Exercise inputs:
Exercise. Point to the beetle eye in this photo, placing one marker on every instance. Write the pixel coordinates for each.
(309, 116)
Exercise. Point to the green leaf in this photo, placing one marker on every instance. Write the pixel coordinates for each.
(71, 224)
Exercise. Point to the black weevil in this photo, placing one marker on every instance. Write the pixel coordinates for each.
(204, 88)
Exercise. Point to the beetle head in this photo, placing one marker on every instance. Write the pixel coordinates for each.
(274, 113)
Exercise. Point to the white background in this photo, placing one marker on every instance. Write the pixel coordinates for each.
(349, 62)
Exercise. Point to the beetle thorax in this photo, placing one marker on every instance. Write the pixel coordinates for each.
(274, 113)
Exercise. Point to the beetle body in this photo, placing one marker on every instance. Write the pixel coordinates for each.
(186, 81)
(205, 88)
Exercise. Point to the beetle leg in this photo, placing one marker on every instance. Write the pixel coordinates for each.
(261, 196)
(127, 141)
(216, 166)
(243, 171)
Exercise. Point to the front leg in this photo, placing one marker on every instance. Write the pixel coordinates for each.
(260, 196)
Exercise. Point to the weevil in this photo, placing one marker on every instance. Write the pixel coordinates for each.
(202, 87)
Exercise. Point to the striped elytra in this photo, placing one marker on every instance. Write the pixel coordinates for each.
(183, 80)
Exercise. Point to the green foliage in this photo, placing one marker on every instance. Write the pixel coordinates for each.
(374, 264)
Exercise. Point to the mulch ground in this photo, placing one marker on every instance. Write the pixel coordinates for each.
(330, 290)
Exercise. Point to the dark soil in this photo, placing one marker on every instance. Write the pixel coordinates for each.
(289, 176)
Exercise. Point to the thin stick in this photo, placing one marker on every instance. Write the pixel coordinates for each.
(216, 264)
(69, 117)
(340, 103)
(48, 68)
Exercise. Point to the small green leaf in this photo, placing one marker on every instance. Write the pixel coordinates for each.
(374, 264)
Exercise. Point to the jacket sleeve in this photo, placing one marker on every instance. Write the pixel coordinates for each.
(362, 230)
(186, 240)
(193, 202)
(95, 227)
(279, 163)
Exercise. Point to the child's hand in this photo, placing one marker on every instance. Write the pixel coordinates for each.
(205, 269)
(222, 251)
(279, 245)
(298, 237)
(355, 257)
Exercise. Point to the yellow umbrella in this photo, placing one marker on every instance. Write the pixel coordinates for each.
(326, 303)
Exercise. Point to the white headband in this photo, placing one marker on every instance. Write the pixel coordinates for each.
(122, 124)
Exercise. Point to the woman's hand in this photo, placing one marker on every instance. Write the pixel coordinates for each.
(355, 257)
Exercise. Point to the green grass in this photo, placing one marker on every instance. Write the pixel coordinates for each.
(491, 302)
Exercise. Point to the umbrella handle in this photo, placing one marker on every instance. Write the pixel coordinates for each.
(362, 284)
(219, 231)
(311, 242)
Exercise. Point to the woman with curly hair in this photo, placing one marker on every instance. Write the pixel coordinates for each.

Short problem: Can you reproduce, word for word, every line of the items from the line containing "Exercise. Point to the jacket" up to and including the final line of the items?

Written answer:
Exercise. Point to the jacket sleeve in this photo, placing one marker on every instance. Write the pixel coordinates for each.
(362, 230)
(186, 240)
(193, 202)
(95, 227)
(279, 163)
Exercise. Point to the child's hand in this photo, placing one marker on every instance. Write the pixel coordinates for each.
(205, 269)
(222, 251)
(279, 245)
(298, 237)
(355, 257)
Exercise. Point to the yellow umbrella in this photo, placing one marker on every instance. Write the pixel coordinates for each.
(326, 303)
Exercise. Point to the white headband in this photo, placing one marker on every instance. Write the pixel coordinates for each.
(122, 124)
Exercise. Point to the woman's hand in this photo, placing one marker on every instance. Write the pixel coordinates for each.
(355, 257)
Exercise. Point to the green grass in this photo, placing one marker on every instance. Write the pixel coordinates for each.
(491, 302)
Exercise. Point to the umbrella handle in this photo, placing one marker on every instance. Write the pixel coordinates for each.
(362, 284)
(219, 231)
(311, 242)
Exercise. Point to the woman with curly hair in this photo, placing one marker on every instance. Write the pixel coordinates for each.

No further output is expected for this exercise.